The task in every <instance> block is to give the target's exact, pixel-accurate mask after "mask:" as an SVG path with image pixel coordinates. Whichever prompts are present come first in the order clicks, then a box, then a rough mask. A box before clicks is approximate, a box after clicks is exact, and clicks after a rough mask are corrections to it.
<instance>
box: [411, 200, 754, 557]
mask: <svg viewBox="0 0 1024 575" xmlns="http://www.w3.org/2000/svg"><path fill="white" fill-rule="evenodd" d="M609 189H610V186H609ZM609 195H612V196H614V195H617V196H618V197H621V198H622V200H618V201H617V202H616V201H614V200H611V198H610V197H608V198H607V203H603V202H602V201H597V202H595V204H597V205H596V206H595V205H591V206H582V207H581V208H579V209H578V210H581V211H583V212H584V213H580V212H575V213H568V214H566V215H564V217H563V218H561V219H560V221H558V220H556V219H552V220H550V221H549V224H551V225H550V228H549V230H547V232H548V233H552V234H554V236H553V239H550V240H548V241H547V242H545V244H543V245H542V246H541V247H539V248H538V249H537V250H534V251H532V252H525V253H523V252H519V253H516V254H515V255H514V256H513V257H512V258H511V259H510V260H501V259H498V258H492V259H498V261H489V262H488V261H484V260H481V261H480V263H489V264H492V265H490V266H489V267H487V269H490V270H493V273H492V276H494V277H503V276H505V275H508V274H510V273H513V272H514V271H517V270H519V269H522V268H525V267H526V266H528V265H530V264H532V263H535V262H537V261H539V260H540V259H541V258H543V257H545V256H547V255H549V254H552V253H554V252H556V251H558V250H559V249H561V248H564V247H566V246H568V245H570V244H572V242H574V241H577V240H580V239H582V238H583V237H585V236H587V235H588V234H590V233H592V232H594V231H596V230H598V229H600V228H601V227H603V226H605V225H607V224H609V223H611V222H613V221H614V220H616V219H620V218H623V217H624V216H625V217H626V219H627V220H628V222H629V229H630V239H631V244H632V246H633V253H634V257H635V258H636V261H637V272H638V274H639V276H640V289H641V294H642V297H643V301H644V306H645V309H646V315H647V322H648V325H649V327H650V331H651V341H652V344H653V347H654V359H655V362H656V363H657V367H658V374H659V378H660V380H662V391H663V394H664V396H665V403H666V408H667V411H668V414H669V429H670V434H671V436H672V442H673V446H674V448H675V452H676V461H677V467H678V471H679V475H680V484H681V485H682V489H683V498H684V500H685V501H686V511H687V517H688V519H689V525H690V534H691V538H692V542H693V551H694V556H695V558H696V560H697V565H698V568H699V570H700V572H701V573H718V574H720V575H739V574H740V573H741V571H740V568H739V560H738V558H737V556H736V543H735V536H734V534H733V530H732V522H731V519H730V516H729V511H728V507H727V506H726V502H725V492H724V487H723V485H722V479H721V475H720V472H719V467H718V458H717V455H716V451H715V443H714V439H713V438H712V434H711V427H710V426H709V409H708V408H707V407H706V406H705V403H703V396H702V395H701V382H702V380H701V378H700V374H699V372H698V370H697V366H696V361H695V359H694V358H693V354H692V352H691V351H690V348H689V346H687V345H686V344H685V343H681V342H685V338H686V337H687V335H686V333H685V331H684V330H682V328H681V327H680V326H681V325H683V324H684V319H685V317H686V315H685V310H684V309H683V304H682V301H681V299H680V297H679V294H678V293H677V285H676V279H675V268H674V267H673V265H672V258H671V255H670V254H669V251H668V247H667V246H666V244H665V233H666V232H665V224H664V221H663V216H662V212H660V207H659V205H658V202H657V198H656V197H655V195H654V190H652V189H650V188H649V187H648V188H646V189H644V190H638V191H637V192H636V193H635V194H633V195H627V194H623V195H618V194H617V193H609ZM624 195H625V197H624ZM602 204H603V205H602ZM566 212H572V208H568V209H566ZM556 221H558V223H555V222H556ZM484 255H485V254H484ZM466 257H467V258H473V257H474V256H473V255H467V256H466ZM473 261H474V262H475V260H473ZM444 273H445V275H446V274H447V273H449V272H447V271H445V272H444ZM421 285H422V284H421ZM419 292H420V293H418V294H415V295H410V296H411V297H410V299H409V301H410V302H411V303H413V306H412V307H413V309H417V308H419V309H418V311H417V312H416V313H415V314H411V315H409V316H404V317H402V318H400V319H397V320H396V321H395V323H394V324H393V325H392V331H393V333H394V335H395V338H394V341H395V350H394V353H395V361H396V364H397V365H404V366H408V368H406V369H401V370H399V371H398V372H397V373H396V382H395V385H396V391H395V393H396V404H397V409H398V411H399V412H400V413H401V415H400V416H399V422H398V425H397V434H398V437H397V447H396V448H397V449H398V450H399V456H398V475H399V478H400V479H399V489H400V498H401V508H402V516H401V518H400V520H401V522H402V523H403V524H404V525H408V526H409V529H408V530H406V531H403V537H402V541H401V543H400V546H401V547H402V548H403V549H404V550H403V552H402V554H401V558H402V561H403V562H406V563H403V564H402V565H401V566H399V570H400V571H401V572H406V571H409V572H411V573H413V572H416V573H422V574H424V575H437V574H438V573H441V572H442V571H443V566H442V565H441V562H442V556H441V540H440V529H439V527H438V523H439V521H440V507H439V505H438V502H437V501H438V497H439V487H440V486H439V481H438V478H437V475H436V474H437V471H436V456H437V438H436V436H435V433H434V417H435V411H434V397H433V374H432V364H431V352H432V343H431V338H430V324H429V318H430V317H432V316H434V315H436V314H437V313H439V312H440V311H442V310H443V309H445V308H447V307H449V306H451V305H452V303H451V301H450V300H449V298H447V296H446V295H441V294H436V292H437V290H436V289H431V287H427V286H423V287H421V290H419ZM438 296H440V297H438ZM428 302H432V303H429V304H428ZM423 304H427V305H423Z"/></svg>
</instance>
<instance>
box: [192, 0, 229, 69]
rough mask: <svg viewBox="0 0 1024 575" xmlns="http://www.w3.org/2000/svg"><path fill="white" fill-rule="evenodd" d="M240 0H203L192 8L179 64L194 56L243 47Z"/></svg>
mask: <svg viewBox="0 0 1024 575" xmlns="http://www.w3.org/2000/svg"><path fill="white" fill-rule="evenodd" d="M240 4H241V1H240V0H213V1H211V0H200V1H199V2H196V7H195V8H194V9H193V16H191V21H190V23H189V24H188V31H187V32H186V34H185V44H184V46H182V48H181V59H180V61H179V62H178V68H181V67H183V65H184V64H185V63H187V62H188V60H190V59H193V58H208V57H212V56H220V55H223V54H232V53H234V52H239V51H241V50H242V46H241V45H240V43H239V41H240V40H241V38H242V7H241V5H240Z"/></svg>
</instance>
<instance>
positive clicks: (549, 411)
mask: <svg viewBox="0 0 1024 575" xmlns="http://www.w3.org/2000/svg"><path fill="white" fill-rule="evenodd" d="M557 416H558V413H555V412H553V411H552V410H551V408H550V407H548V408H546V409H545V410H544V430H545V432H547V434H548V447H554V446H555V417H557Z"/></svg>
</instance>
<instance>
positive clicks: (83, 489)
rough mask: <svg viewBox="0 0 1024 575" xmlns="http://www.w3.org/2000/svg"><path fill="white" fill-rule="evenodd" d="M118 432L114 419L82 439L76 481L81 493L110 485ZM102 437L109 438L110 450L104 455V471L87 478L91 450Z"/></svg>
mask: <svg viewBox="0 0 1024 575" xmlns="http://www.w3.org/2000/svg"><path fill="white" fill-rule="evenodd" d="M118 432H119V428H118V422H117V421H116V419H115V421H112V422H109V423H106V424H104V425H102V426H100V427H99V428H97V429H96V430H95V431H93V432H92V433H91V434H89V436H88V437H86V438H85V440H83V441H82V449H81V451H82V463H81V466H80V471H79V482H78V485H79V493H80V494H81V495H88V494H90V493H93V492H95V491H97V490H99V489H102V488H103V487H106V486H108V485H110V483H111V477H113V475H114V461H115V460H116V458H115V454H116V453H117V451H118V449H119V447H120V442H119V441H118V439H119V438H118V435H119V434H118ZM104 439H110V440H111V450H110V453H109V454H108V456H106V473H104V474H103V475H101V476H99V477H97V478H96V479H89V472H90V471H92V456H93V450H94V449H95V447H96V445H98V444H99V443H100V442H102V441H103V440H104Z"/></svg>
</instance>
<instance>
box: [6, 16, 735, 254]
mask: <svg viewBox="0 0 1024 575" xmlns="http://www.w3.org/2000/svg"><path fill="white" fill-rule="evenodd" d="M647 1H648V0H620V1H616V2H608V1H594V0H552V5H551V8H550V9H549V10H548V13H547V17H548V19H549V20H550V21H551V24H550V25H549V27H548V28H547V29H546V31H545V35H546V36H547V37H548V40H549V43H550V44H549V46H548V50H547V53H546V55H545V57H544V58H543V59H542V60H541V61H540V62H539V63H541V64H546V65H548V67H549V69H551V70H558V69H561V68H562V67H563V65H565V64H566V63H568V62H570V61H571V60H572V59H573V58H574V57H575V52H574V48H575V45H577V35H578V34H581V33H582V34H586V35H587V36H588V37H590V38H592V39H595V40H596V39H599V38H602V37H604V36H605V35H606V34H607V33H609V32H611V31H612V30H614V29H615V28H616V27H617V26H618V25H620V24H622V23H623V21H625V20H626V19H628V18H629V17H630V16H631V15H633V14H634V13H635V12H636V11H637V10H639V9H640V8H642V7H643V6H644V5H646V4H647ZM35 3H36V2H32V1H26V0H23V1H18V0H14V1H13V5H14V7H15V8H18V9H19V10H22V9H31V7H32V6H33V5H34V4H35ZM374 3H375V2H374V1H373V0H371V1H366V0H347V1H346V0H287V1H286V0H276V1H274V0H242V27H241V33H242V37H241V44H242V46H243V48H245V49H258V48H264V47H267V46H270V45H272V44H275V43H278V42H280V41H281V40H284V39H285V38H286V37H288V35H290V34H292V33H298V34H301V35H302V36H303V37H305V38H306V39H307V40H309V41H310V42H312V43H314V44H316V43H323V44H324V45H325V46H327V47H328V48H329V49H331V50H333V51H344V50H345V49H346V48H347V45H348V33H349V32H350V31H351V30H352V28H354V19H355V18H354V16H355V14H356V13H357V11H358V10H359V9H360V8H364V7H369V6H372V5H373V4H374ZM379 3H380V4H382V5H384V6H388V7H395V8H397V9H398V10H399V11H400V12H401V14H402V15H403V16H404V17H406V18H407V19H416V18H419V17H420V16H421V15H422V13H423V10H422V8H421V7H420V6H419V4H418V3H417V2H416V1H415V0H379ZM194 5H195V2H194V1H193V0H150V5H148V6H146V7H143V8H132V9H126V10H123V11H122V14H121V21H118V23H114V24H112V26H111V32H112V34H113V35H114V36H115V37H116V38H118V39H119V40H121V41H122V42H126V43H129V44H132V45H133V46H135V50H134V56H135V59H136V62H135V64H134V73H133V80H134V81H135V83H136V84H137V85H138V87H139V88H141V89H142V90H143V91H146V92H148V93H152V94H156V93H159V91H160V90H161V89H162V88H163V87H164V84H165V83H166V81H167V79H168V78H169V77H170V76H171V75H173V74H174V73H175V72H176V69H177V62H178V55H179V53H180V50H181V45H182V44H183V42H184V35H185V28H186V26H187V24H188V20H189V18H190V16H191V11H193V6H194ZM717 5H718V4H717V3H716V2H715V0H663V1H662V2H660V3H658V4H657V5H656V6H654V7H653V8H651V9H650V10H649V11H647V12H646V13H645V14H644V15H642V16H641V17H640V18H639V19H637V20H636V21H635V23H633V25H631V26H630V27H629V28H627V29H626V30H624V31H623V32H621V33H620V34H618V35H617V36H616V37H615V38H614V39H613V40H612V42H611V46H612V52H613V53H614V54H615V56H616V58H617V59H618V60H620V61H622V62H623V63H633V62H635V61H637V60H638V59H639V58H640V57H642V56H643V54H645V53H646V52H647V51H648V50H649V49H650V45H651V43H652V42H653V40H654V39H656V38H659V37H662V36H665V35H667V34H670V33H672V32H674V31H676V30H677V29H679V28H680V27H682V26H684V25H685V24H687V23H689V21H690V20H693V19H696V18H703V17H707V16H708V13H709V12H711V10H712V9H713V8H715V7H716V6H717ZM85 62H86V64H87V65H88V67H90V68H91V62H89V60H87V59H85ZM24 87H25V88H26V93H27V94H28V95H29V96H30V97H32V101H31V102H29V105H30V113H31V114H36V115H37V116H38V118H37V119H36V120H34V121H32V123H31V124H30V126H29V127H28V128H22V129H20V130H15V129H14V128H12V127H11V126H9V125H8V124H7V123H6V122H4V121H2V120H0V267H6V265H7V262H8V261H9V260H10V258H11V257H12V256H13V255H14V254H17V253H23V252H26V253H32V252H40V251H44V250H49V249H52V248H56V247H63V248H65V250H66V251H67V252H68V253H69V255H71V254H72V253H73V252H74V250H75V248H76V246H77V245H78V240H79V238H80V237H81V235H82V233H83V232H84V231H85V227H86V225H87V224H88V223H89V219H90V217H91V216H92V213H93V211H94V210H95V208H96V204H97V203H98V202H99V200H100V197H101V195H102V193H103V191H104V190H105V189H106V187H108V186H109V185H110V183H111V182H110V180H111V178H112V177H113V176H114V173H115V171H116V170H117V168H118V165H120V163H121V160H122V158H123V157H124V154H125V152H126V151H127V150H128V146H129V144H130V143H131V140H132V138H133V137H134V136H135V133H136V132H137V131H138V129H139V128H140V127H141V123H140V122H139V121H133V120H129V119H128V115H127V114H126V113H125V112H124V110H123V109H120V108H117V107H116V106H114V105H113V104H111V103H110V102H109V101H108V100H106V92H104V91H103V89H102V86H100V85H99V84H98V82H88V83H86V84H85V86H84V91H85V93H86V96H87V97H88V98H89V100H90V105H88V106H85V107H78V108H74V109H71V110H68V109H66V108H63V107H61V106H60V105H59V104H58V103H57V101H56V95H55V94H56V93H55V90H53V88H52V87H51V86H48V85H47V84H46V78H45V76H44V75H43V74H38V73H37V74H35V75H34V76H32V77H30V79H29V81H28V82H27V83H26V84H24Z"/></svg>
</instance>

+++

§ **YOUR ASSIGNMENT**: Extract every line of the entries above verbatim, starting with the first line and ending with the line containing "box: [411, 200, 754, 557]", with both lines included.

§ **REPLY TO THE EXERCISE**:
The task in every <instance> block is to give the target's exact, pixel-accurate mask after "mask:" as an SVG path with image pixel coordinates. Whichever prompts are present come first in the order clicks, then a box, then a rough mask. A box before clicks is approximate, a box after clicks is exact, and clicks after a rough mask are corrections to it.
<instance>
box: [411, 200, 754, 557]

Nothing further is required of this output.